**Exercise**
In the listing below, reproduce only the part that opens with the line containing "Which pixel lies on the foliage?" and closes at the end of the listing, replacing "stem" with "stalk" and leaving everything else unchanged.

-- begin Data entries --

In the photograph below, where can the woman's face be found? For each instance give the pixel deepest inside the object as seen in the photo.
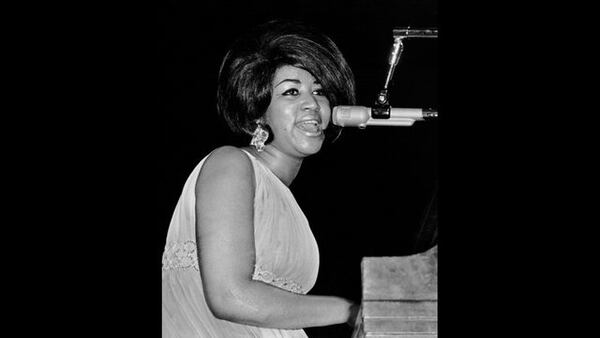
(298, 113)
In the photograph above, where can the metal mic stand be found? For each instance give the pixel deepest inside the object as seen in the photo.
(381, 109)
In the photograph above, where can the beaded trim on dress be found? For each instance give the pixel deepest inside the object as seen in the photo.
(184, 256)
(180, 256)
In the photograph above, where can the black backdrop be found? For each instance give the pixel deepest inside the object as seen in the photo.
(117, 106)
(364, 195)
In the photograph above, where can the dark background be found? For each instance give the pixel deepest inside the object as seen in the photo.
(113, 105)
(364, 195)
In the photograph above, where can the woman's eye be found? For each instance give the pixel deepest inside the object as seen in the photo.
(319, 92)
(291, 91)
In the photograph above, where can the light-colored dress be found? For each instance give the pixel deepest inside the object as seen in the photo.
(286, 257)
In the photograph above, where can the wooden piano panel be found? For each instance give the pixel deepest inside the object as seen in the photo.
(399, 297)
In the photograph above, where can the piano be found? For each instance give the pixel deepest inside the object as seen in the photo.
(399, 297)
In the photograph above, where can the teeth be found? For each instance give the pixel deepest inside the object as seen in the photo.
(310, 125)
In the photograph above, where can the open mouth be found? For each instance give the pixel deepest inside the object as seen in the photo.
(311, 127)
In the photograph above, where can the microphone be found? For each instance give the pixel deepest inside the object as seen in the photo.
(361, 117)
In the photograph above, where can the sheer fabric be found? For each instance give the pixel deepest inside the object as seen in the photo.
(287, 257)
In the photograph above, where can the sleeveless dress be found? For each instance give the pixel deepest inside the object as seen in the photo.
(287, 257)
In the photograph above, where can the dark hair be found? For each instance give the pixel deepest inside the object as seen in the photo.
(246, 74)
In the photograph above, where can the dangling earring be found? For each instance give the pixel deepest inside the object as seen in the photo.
(259, 137)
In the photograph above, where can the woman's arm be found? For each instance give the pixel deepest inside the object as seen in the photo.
(225, 210)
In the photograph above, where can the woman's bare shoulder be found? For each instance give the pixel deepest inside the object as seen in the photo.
(227, 163)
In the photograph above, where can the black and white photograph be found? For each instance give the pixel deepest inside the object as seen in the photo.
(298, 185)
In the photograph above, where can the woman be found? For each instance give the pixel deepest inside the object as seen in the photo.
(240, 256)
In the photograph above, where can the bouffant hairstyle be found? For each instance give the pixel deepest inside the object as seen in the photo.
(246, 74)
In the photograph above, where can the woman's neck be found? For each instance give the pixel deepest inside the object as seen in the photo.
(285, 167)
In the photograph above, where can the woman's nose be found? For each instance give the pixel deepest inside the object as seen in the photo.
(310, 102)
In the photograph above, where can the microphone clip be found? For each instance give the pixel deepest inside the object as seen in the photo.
(381, 109)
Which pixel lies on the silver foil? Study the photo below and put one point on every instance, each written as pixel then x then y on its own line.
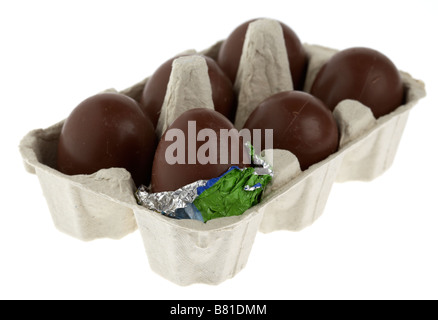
pixel 261 166
pixel 168 202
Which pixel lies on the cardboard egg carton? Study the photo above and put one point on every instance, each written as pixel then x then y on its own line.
pixel 100 205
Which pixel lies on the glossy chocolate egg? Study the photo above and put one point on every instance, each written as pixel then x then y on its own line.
pixel 361 74
pixel 155 89
pixel 301 124
pixel 191 149
pixel 231 50
pixel 104 131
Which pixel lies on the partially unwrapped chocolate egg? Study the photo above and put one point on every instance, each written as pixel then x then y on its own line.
pixel 155 89
pixel 361 74
pixel 301 124
pixel 200 144
pixel 105 131
pixel 231 51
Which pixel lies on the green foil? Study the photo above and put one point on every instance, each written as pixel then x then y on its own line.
pixel 228 197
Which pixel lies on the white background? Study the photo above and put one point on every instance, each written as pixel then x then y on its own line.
pixel 375 240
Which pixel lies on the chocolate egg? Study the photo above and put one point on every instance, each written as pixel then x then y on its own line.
pixel 361 74
pixel 200 144
pixel 301 124
pixel 155 89
pixel 105 131
pixel 231 50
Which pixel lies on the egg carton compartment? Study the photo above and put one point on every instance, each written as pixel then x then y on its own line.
pixel 101 205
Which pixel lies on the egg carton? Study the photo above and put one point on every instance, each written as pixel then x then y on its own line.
pixel 102 205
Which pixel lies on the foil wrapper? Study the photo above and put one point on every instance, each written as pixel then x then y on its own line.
pixel 168 202
pixel 179 204
pixel 261 167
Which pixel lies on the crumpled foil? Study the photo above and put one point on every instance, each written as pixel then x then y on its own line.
pixel 261 166
pixel 169 203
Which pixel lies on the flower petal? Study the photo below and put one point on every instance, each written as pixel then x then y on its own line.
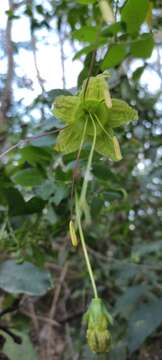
pixel 68 140
pixel 65 108
pixel 108 146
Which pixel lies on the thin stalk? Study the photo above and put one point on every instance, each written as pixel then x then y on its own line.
pixel 78 156
pixel 85 252
pixel 102 127
pixel 85 183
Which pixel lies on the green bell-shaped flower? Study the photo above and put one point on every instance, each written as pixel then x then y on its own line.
pixel 98 320
pixel 93 101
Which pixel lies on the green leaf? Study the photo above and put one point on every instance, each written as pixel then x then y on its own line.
pixel 143 46
pixel 13 196
pixel 86 33
pixel 24 351
pixel 34 155
pixel 134 13
pixel 45 190
pixel 24 279
pixel 52 94
pixel 85 2
pixel 115 55
pixel 28 177
pixel 105 145
pixel 143 323
pixel 113 29
pixel 121 113
pixel 68 140
pixel 65 108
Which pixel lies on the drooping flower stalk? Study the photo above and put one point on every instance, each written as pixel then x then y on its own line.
pixel 85 252
pixel 83 202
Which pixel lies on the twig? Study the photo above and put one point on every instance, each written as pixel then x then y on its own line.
pixel 61 41
pixel 28 140
pixel 33 316
pixel 54 304
pixel 6 98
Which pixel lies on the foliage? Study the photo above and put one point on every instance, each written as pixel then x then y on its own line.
pixel 124 237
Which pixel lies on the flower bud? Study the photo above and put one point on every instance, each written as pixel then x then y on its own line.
pixel 98 319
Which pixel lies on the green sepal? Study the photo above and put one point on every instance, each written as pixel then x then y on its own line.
pixel 120 113
pixel 65 108
pixel 68 140
pixel 98 320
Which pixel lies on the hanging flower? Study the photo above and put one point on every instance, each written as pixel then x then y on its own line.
pixel 93 101
pixel 98 320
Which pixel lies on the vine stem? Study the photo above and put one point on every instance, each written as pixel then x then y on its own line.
pixel 86 179
pixel 87 260
pixel 77 159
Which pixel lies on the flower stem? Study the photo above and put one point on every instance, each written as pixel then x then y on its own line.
pixel 86 178
pixel 85 252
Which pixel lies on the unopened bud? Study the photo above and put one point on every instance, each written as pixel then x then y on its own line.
pixel 98 319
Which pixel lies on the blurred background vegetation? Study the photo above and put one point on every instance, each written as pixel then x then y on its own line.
pixel 46 49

-- end Data entries --

**Solution for this task**
Which pixel lies on the foliage? Study the photo above and put one point on every instance, each written as pixel then x then y on its own line.
pixel 124 237
Which pixel lies on the flower bud? Study the photo above and put one point on every instance, each written as pixel then x then y on its own line.
pixel 98 319
Which pixel lies on the green sepal? Study the photo above and put one point on every instance, each written as pixel then x then y on its own line.
pixel 120 113
pixel 65 108
pixel 68 140
pixel 98 320
Which pixel lies on the hanging flower? Study the photo above and put one point on every instance, each written as pixel then x then y on its own line.
pixel 93 101
pixel 98 320
Which pixel lies on the vine stalk? Study the photo above and put one point on every instance, each written as pixel then x then y on its own line.
pixel 86 179
pixel 87 260
pixel 77 159
Which pixel lies on the flower stalk? Study the photo above and put one point on every instance, each written as pixel then x then y on its own line.
pixel 86 178
pixel 85 252
Which pixel lies on the unopened bud? Study the photo above and put one point on every instance, each written as pixel then x then y on its own line.
pixel 98 319
Which pixel lies on the blurred background vegetation? Study the photo above and put one point on every instance, each written as pixel then x then y on its own line.
pixel 46 49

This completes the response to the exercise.